[Task requirements]:
Locate every line in the records containing the string "LOOKUP", treating uppercase and lowercase as distinct, and copy each such line.

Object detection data
•••
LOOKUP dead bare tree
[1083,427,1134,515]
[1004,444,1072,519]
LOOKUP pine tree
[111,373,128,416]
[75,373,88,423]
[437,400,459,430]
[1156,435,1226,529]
•••
[The response]:
LOOKUP dead bare tree
LOOKUP pine tree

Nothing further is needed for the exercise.